*AIM*. Please extract every line of the rows below that contains the word "water", copying each such line in full.
───── INPUT FOR THIS TASK ─────
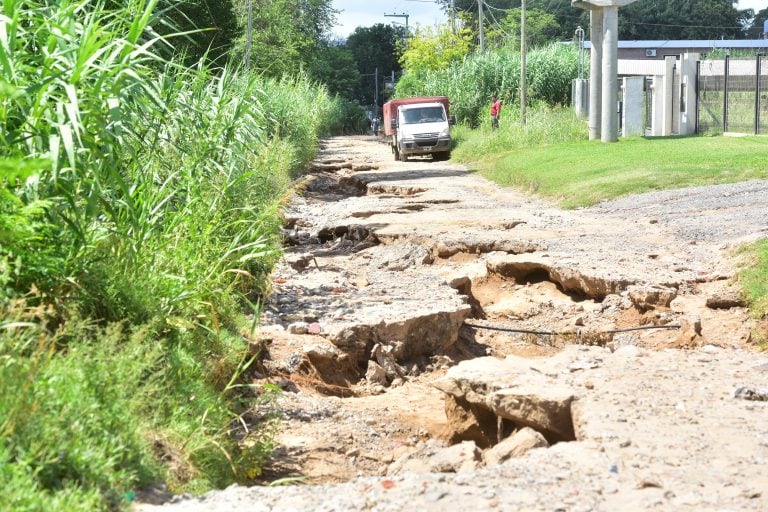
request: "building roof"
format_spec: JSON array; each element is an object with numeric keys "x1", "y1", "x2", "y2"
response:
[{"x1": 584, "y1": 39, "x2": 768, "y2": 49}]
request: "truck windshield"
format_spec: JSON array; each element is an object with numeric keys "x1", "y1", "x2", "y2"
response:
[{"x1": 403, "y1": 107, "x2": 445, "y2": 124}]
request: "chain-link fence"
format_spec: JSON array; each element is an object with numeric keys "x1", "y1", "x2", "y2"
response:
[{"x1": 696, "y1": 55, "x2": 768, "y2": 134}]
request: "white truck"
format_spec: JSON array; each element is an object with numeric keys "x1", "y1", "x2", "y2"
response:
[{"x1": 383, "y1": 96, "x2": 456, "y2": 162}]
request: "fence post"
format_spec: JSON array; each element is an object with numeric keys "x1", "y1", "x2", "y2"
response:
[
  {"x1": 723, "y1": 55, "x2": 731, "y2": 133},
  {"x1": 694, "y1": 60, "x2": 701, "y2": 135},
  {"x1": 755, "y1": 53, "x2": 763, "y2": 135}
]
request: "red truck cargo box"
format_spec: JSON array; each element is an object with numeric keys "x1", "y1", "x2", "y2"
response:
[{"x1": 382, "y1": 96, "x2": 451, "y2": 135}]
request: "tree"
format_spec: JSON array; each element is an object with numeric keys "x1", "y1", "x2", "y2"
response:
[
  {"x1": 310, "y1": 43, "x2": 360, "y2": 100},
  {"x1": 346, "y1": 23, "x2": 406, "y2": 105},
  {"x1": 437, "y1": 0, "x2": 584, "y2": 40},
  {"x1": 400, "y1": 25, "x2": 474, "y2": 74},
  {"x1": 747, "y1": 7, "x2": 768, "y2": 39}
]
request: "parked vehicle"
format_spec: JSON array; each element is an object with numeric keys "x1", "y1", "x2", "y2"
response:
[{"x1": 384, "y1": 96, "x2": 456, "y2": 162}]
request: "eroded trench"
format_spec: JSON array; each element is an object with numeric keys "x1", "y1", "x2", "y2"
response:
[{"x1": 254, "y1": 159, "x2": 728, "y2": 480}]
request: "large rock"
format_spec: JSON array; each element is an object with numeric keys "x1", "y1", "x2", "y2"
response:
[
  {"x1": 387, "y1": 441, "x2": 482, "y2": 475},
  {"x1": 488, "y1": 253, "x2": 635, "y2": 300},
  {"x1": 434, "y1": 356, "x2": 574, "y2": 442},
  {"x1": 483, "y1": 427, "x2": 549, "y2": 466},
  {"x1": 321, "y1": 272, "x2": 471, "y2": 365},
  {"x1": 627, "y1": 285, "x2": 677, "y2": 312},
  {"x1": 365, "y1": 243, "x2": 432, "y2": 271}
]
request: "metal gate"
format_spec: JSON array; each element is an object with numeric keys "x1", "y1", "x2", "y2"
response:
[{"x1": 696, "y1": 55, "x2": 768, "y2": 134}]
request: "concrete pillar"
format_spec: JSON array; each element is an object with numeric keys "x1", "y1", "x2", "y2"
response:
[
  {"x1": 589, "y1": 9, "x2": 603, "y2": 140},
  {"x1": 571, "y1": 78, "x2": 589, "y2": 118},
  {"x1": 678, "y1": 53, "x2": 699, "y2": 135},
  {"x1": 600, "y1": 6, "x2": 619, "y2": 142},
  {"x1": 621, "y1": 76, "x2": 645, "y2": 137},
  {"x1": 662, "y1": 57, "x2": 677, "y2": 137}
]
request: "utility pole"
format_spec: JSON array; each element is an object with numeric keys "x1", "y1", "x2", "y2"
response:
[
  {"x1": 451, "y1": 0, "x2": 456, "y2": 35},
  {"x1": 520, "y1": 0, "x2": 527, "y2": 126},
  {"x1": 477, "y1": 0, "x2": 485, "y2": 53},
  {"x1": 245, "y1": 0, "x2": 253, "y2": 70}
]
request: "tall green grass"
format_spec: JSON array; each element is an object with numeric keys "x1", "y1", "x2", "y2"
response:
[
  {"x1": 738, "y1": 239, "x2": 768, "y2": 349},
  {"x1": 0, "y1": 0, "x2": 349, "y2": 510},
  {"x1": 396, "y1": 44, "x2": 578, "y2": 127}
]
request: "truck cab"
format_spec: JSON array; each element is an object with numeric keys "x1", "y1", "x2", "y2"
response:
[{"x1": 384, "y1": 96, "x2": 455, "y2": 161}]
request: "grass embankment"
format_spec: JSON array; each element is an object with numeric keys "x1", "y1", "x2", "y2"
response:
[
  {"x1": 0, "y1": 0, "x2": 352, "y2": 511},
  {"x1": 453, "y1": 109, "x2": 768, "y2": 208},
  {"x1": 738, "y1": 239, "x2": 768, "y2": 350}
]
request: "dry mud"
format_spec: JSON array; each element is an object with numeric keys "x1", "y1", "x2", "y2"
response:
[{"x1": 136, "y1": 137, "x2": 768, "y2": 511}]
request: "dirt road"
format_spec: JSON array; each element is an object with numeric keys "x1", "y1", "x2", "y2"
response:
[{"x1": 137, "y1": 137, "x2": 768, "y2": 511}]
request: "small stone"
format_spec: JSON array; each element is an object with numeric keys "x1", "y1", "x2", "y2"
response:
[{"x1": 287, "y1": 322, "x2": 309, "y2": 334}]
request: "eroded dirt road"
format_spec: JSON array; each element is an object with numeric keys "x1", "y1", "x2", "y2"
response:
[{"x1": 137, "y1": 137, "x2": 768, "y2": 511}]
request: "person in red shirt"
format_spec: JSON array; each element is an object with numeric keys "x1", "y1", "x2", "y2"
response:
[{"x1": 491, "y1": 96, "x2": 501, "y2": 130}]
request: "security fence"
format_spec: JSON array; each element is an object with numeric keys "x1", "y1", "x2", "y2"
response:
[{"x1": 696, "y1": 54, "x2": 768, "y2": 134}]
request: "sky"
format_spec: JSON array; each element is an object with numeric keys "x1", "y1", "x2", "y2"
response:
[
  {"x1": 738, "y1": 0, "x2": 768, "y2": 12},
  {"x1": 333, "y1": 0, "x2": 448, "y2": 37},
  {"x1": 333, "y1": 0, "x2": 768, "y2": 38}
]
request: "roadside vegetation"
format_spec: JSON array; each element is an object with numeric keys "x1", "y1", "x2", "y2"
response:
[
  {"x1": 453, "y1": 128, "x2": 768, "y2": 208},
  {"x1": 0, "y1": 0, "x2": 359, "y2": 511},
  {"x1": 738, "y1": 239, "x2": 768, "y2": 350}
]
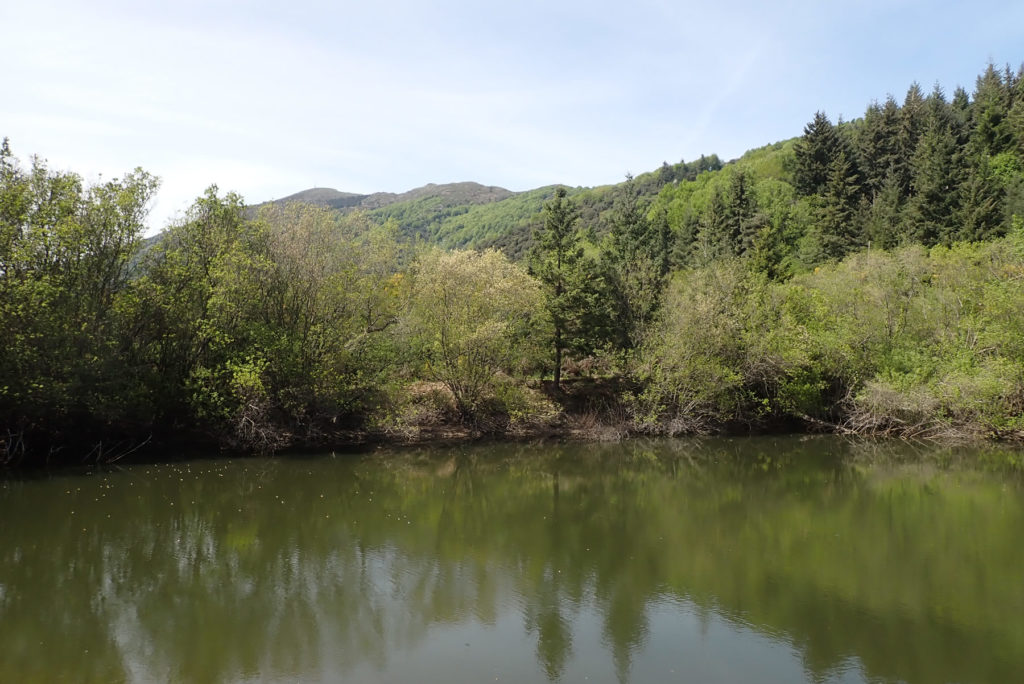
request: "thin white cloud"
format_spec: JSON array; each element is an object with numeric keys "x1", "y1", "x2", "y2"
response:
[{"x1": 0, "y1": 0, "x2": 1024, "y2": 232}]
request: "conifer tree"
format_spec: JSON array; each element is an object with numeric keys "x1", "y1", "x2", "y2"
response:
[
  {"x1": 604, "y1": 176, "x2": 671, "y2": 349},
  {"x1": 943, "y1": 157, "x2": 1002, "y2": 244},
  {"x1": 794, "y1": 112, "x2": 842, "y2": 195},
  {"x1": 529, "y1": 187, "x2": 601, "y2": 388},
  {"x1": 818, "y1": 151, "x2": 861, "y2": 259},
  {"x1": 974, "y1": 62, "x2": 1014, "y2": 156},
  {"x1": 856, "y1": 96, "x2": 900, "y2": 200},
  {"x1": 907, "y1": 86, "x2": 963, "y2": 246},
  {"x1": 892, "y1": 83, "x2": 927, "y2": 197}
]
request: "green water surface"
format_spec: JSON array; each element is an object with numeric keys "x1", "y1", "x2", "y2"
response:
[{"x1": 0, "y1": 437, "x2": 1024, "y2": 684}]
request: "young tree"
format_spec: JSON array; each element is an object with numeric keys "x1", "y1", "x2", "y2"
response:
[{"x1": 409, "y1": 250, "x2": 542, "y2": 418}]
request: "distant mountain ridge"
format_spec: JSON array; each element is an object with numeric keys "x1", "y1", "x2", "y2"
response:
[
  {"x1": 272, "y1": 181, "x2": 516, "y2": 211},
  {"x1": 264, "y1": 155, "x2": 723, "y2": 259}
]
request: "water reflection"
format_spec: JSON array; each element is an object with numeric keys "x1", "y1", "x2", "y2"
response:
[{"x1": 0, "y1": 438, "x2": 1024, "y2": 683}]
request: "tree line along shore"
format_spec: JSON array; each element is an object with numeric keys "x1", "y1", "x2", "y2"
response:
[{"x1": 0, "y1": 66, "x2": 1024, "y2": 467}]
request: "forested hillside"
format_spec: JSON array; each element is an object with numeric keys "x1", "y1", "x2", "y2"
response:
[{"x1": 0, "y1": 62, "x2": 1024, "y2": 464}]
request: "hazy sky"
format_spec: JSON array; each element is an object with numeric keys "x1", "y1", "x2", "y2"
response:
[{"x1": 0, "y1": 0, "x2": 1024, "y2": 227}]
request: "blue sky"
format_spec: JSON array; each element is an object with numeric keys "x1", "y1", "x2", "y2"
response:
[{"x1": 6, "y1": 0, "x2": 1024, "y2": 227}]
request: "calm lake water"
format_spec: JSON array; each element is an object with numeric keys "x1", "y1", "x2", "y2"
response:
[{"x1": 0, "y1": 438, "x2": 1024, "y2": 684}]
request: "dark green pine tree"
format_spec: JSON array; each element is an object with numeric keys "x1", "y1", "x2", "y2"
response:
[
  {"x1": 603, "y1": 176, "x2": 671, "y2": 350},
  {"x1": 725, "y1": 170, "x2": 765, "y2": 256},
  {"x1": 973, "y1": 62, "x2": 1014, "y2": 156},
  {"x1": 691, "y1": 187, "x2": 728, "y2": 266},
  {"x1": 855, "y1": 95, "x2": 900, "y2": 201},
  {"x1": 892, "y1": 83, "x2": 928, "y2": 197},
  {"x1": 944, "y1": 157, "x2": 1006, "y2": 242},
  {"x1": 794, "y1": 112, "x2": 843, "y2": 195},
  {"x1": 1007, "y1": 66, "x2": 1024, "y2": 156},
  {"x1": 669, "y1": 207, "x2": 700, "y2": 268},
  {"x1": 906, "y1": 85, "x2": 964, "y2": 246},
  {"x1": 864, "y1": 174, "x2": 905, "y2": 250},
  {"x1": 818, "y1": 151, "x2": 863, "y2": 259},
  {"x1": 529, "y1": 187, "x2": 596, "y2": 388}
]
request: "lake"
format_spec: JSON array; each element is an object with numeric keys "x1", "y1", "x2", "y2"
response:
─────
*TASK OUTPUT*.
request: "green water surface"
request: "water reflection"
request: "calm lake water"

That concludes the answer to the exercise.